[[ Data shown open ]]
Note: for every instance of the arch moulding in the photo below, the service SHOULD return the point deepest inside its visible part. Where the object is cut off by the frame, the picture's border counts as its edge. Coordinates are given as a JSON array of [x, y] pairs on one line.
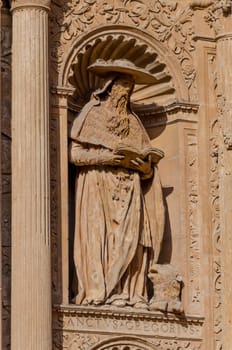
[[121, 41]]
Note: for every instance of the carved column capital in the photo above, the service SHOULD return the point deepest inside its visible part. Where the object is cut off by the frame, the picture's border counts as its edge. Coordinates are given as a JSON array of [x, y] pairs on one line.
[[21, 4]]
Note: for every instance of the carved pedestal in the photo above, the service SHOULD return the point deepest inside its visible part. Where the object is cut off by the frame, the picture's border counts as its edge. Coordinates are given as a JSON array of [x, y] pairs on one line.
[[113, 329]]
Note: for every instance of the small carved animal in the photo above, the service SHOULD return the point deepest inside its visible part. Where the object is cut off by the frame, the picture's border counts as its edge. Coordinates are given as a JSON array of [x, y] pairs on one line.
[[167, 283]]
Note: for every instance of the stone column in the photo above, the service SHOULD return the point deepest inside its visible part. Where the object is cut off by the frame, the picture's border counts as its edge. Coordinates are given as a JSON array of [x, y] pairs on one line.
[[31, 266], [224, 96]]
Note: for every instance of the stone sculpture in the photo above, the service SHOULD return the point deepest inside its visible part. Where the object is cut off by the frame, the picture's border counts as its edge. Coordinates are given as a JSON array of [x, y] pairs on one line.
[[119, 215], [167, 284]]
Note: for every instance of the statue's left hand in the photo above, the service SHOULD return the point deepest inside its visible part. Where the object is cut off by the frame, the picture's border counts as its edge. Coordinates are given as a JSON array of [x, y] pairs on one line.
[[144, 166]]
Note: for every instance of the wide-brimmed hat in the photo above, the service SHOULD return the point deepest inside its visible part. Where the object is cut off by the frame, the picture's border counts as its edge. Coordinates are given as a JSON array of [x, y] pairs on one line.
[[108, 68]]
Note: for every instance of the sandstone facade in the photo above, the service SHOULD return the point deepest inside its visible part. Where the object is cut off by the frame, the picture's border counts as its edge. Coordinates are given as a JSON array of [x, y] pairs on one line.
[[46, 47]]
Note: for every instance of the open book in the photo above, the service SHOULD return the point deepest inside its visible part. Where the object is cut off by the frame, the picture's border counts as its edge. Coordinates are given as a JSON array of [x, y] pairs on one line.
[[132, 153]]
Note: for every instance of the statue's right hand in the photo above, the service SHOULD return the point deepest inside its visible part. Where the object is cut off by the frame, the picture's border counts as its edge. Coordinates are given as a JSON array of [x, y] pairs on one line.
[[112, 159]]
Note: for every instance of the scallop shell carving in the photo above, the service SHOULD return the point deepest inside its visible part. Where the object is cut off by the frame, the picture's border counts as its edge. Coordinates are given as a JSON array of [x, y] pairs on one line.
[[116, 47]]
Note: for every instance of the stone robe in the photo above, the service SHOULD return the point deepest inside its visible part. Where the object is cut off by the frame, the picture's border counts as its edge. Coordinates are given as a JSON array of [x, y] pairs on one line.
[[119, 215]]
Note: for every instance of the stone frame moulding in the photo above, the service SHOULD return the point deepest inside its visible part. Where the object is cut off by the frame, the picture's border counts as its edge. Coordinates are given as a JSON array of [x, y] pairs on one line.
[[63, 106]]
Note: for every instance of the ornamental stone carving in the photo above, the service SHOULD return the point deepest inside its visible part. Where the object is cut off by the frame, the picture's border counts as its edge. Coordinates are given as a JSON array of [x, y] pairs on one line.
[[118, 181]]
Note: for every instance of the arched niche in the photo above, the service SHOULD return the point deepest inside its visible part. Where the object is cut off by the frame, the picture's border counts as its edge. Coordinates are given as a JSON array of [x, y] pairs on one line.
[[75, 85], [124, 343], [114, 42]]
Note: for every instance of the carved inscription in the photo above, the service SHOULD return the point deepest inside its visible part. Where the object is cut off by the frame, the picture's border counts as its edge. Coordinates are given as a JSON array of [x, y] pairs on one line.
[[127, 324]]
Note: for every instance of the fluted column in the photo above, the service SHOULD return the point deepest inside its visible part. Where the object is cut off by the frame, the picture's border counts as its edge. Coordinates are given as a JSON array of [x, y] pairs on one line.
[[224, 94], [31, 270]]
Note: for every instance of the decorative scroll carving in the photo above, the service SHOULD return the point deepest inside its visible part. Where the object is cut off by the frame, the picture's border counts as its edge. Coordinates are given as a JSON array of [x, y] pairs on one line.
[[ Data shown closed ]]
Exercise aim – Repeat the records word for word. Leave out whatever pictures they hold.

Output for this task –
Note: for every instance of the arch moulding in the photo below, the service SHOULD return the point deepest inside its visible part. Where the object is cut off by the frame, the picture's border counts as its edge. Coordinates are given as a JSON array of [x, y] pairs on one line.
[[121, 41]]
Note: for every instance of the carved column capital in the photo above, the service SHOULD return the point deepest inside its visible part. Where the object is cut off by the frame, the picture's border counts as its edge. Coordinates are given as a JSON array of [x, y] pairs on one line.
[[21, 4]]
Note: for every instance of the carved pedestal in the photo above, the service SHOULD return the point deepest inside its visible part. Where the object is cut off by the frame, the picture's border counts as its edge. Coordinates are given as a JSON array of [x, y] pairs on one line.
[[113, 329]]
Note: for every instance of the small carved animal in the photo above, the service SHOULD return the point deepest inside its visible part. Where the object is cut off by the frame, the picture's border counts as its edge. Coordinates are given as a JSON array of [x, y] pairs on one line.
[[167, 283]]
Note: for every instance of the stone column in the photo above, the service SHOULD return the point deepest inside its visible part. Where the object is cut off by the frame, the picture's border counts as its edge. Coordinates are given as a JSON array of [x, y] pairs on one line.
[[31, 266], [224, 96]]
Note: for every instance of the stone sculpture in the photo above, the service SHOULD return the point deepest inside its visible part. Where the object is cut off by the frame, the picture's border counts as its edge. Coordinates are given as a JSON array of [x, y] pairs on one line.
[[119, 215], [167, 284]]
Note: for every instance of the statue's left hand in the photo above, the service SHOULD return the point deepest inside its visible part. Where the object is cut off by the frame, the picture's border counts as its edge. Coordinates are given as a JSON array of [x, y] pairs on one line.
[[144, 166]]
Note: for every instance of the wide-brimmed hat in the photo above, the service SHOULD return the point deepest inside its visible part. Where the object is cut off by the frame, the picture's border counts as its edge. Coordinates are given as a JSON array of [x, y] pairs on one line.
[[108, 68]]
Note: for every instance of the sandstone facade in the photo above, the service SHOULD return the point deepest inside its visible part. Where the object is cut off by the frame, the picture's border counts as its edge. Coordinates are given as a JSON array of [x, y] pairs on one line.
[[46, 47]]
Note: for every instance of the open book in the photo above, the service SHOULD return the point deepest inside its visible part. Where the object is cut off by the frame, the picture's border counts as its edge. Coordinates are given as a JSON array of [x, y] pairs on one line.
[[132, 153]]
Note: for every instance of the statue's right hand in the photo above, the service SHOULD return the point deepest inside its visible part. Where the object is cut off by the frame, the picture's border counts as its edge. Coordinates are given as a JSON array of [x, y] pairs on one line.
[[112, 159]]
Note: for every instance of the scallop shell carving in the photo above, the service SHOULD return the point deepest inside its visible part. Where the object is cut off by the frame, the picture's border counts as its edge. Coordinates are given as a JSON array of [x, y] pairs on one line.
[[116, 47]]
Note: for every instance of the stone robe in the photo above, the service SHOULD return the point deepest inside its visible part. Where the object is cut off by the frame, the picture's border counts as its edge. Coordinates are given as a JSON array of [x, y] pairs on one line.
[[119, 215]]
Note: for every instance of the stone frame moulding in the photo above, the service SHOULD return the point deepest inside its visible part. Where the object is cut off by the frame, the picture's border counts as its edge. Coordinates are given as a JSON array of [x, y] pairs on one line.
[[63, 106]]
Note: for every instance of the ornamental stone carving in the photo above, the service SHOULD return the point deepest inside its visible part. Where the object is cut off by the frame, the picture's border counts as its edge. Coordinates are given as a JSON array of [x, y] pairs on one line.
[[118, 181]]
Note: for every instance of the arched niche in the photo above, the service SHOULD return the point deepest inside its visible part. Where the object is cut off by the frame, the picture's border counts as its edge. Coordinates are given as a JSON array of [x, y] pairs on one line.
[[75, 85], [124, 343], [114, 42]]
Note: for every instance of the carved inscription in the photo above, the service SHOULD return the point deepest inside its visible part. Where the object is cut off by the frame, the picture's border counts as its edge. Coordinates are given as a JSON array of [x, y] pairs on one line.
[[127, 324]]
Note: for every instance of the fluted column in the photo above, the service SHOULD return the point deepest inside its visible part. Where the object is cut off by the frame, the picture's border counts as its edge. Coordinates are given as a JSON array of [x, y] pairs on one line.
[[224, 94], [31, 270]]
Note: for every instance of the decorative scroll carving in the photo above, the service SHOULD return the point deepest inside its visible part. Where the object is cut off by the frame, the picture's border counts as its edge. Coordinates are given as a JSON array of [x, y] pairs on one line.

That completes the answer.